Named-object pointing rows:
......

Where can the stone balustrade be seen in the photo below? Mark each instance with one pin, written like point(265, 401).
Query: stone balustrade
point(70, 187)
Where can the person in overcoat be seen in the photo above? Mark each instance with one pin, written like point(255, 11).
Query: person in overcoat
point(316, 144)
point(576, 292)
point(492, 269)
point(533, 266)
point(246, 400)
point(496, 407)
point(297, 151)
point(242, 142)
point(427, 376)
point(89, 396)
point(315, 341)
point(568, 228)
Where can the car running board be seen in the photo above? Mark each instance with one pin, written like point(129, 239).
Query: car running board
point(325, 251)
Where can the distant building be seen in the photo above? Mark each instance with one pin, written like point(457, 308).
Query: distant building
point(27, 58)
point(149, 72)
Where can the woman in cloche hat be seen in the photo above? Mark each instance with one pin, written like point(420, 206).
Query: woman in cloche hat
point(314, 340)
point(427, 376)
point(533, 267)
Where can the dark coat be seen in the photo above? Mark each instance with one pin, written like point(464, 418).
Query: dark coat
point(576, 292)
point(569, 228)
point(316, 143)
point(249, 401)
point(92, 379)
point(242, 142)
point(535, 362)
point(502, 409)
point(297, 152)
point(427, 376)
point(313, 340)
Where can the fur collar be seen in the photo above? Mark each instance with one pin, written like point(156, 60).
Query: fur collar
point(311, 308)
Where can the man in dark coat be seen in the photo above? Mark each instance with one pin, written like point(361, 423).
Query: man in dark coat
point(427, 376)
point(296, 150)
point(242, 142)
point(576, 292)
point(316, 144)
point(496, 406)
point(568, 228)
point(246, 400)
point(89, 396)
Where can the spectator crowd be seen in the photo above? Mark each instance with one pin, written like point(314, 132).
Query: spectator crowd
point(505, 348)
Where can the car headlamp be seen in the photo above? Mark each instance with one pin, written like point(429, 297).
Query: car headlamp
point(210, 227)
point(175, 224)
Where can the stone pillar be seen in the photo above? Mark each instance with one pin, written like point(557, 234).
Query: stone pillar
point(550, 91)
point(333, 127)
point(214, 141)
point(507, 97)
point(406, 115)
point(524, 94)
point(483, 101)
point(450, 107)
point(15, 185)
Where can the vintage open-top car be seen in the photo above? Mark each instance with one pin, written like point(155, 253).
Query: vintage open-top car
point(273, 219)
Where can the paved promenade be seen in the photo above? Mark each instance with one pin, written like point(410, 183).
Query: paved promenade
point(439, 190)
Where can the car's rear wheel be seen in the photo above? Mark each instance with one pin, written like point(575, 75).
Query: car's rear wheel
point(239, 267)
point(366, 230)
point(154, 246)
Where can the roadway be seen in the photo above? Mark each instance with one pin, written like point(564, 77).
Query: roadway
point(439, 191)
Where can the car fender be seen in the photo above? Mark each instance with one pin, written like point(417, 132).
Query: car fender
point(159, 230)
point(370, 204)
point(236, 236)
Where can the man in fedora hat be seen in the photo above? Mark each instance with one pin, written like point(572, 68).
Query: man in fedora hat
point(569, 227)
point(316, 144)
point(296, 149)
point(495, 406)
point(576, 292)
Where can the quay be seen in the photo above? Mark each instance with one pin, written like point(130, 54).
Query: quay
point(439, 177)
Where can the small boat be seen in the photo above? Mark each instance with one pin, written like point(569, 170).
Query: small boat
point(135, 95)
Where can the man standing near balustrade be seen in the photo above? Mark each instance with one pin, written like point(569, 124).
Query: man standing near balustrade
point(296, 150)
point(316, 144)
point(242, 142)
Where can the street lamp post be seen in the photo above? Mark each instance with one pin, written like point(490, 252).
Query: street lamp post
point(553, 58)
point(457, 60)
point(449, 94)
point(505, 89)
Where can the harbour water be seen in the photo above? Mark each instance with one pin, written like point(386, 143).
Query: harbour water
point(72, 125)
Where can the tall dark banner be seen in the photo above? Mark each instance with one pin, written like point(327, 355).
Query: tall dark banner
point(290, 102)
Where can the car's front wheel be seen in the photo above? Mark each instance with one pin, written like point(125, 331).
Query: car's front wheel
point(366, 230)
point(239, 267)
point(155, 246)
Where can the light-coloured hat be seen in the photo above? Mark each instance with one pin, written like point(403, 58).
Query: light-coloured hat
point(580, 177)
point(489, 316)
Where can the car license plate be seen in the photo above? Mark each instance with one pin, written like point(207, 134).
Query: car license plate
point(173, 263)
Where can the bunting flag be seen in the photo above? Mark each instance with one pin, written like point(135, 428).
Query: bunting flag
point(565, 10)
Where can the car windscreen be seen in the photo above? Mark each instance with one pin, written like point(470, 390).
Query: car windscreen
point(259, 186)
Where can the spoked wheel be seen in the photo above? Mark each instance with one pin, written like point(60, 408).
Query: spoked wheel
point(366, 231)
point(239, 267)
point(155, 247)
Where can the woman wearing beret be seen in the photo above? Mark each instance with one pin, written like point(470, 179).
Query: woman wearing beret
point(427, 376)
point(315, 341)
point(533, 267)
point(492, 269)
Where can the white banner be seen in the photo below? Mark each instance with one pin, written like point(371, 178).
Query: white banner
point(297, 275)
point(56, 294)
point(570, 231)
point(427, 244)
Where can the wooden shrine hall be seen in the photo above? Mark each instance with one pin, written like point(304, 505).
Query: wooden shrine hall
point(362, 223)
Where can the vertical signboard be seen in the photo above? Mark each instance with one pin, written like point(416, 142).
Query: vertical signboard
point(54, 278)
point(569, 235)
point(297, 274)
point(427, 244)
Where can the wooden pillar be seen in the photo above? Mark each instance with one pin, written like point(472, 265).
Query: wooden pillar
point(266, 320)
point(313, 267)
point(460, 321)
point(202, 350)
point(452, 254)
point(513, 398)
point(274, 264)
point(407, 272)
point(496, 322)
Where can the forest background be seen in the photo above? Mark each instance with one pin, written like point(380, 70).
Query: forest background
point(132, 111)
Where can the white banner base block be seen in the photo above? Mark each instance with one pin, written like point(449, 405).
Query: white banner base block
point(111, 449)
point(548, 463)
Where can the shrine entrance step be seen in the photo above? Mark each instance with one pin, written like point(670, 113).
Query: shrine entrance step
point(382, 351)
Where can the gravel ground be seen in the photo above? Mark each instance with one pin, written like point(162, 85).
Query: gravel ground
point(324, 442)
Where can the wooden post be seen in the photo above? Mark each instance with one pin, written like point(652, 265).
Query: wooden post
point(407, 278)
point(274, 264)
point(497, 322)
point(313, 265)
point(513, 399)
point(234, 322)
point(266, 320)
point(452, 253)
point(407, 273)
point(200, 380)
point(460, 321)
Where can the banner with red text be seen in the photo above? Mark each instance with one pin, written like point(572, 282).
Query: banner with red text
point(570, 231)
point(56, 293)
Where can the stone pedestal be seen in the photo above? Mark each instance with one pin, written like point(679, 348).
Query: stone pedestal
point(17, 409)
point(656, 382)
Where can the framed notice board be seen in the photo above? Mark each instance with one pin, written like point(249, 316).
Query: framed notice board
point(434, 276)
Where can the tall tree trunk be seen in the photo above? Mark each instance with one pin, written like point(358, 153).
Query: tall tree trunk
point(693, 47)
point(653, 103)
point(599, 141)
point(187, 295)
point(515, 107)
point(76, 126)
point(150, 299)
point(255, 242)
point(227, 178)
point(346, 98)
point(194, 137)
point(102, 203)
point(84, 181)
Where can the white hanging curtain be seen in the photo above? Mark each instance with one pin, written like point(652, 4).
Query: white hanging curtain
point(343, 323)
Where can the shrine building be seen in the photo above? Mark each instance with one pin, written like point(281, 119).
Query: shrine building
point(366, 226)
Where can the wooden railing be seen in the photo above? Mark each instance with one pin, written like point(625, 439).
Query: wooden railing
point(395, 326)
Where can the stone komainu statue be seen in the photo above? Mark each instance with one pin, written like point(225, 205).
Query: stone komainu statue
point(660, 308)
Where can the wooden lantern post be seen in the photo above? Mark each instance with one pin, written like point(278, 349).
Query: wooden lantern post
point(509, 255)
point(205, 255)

......

_Task:_
Set down the rows from the line containing "Where can the tall dark" through the line containing "point(489, 316)", both included, without changing a character.

_Worked answer:_
Where can the tall dark banner be seen in the photo above? Mark each instance with one pin, written like point(327, 355).
Query: tall dark banner
point(290, 102)
Where can the car's front wheel be seen in the photo above? Mark each instance with one pin, written like point(125, 331).
Query: car's front wheel
point(366, 230)
point(239, 267)
point(155, 246)
Where can the light-coloured hat be seen in the photo above? Mark each instance with one pin, written like point(403, 58).
Query: light-coloured hat
point(580, 177)
point(489, 316)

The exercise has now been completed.